TASK BRIEF = Extract each line of the listing below that contains the string "graduation".

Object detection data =
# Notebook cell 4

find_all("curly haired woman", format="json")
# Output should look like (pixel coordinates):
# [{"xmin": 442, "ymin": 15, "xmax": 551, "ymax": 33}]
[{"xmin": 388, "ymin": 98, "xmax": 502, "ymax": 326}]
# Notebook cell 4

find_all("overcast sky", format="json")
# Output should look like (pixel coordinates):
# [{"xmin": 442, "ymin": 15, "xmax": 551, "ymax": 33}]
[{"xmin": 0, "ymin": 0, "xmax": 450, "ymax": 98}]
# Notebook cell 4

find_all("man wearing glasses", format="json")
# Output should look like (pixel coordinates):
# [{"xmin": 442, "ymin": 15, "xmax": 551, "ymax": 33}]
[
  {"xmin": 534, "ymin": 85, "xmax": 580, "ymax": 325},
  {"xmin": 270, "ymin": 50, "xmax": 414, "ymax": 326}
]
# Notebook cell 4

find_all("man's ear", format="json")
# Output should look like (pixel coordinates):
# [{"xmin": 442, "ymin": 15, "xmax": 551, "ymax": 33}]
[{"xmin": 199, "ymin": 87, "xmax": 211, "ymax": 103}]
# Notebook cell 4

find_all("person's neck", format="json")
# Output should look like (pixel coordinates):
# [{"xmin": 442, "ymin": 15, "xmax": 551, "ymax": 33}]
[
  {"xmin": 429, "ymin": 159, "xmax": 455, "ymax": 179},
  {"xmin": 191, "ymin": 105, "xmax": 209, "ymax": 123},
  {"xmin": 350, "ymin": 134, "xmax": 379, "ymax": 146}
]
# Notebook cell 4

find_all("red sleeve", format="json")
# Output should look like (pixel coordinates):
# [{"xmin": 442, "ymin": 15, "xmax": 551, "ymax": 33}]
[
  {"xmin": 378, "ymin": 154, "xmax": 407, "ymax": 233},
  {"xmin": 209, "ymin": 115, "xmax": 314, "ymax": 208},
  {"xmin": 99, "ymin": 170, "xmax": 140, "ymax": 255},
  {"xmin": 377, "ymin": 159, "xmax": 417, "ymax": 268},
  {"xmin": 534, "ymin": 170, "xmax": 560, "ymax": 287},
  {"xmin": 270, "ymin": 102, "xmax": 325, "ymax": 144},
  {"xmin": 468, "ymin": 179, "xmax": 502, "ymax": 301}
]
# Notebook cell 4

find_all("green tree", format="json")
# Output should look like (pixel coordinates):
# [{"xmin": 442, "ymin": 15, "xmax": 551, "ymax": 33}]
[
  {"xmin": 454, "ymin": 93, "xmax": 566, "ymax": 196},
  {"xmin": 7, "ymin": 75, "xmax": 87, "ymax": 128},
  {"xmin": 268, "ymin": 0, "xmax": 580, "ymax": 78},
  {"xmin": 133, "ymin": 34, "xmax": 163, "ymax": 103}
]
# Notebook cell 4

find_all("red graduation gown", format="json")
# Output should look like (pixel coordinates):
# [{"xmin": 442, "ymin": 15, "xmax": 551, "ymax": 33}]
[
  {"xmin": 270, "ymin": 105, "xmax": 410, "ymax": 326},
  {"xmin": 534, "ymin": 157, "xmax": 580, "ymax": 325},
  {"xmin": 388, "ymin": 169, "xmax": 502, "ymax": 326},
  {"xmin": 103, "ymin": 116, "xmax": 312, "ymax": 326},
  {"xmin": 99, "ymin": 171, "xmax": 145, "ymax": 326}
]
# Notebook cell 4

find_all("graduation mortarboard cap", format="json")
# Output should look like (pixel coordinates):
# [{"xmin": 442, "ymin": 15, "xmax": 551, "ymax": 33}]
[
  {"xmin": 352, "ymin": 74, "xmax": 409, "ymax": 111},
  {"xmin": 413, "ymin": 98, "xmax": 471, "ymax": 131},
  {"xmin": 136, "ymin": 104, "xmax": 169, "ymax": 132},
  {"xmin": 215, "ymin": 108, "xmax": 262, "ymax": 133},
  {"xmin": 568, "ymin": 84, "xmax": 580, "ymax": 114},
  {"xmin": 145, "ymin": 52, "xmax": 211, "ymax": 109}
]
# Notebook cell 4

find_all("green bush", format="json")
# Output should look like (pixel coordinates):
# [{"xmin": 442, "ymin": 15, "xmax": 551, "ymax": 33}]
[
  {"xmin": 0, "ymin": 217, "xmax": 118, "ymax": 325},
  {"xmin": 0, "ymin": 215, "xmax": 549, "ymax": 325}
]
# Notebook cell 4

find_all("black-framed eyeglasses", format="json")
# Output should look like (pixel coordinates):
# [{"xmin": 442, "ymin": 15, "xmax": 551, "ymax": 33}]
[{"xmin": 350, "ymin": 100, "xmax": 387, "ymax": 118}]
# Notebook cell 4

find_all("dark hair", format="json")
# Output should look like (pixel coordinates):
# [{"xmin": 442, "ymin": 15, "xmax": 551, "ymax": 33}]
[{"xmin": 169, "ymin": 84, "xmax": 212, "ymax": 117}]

RIGHT ANSWER =
find_all("red graduation gown", format="json")
find_all("graduation mortarboard cap", format="json")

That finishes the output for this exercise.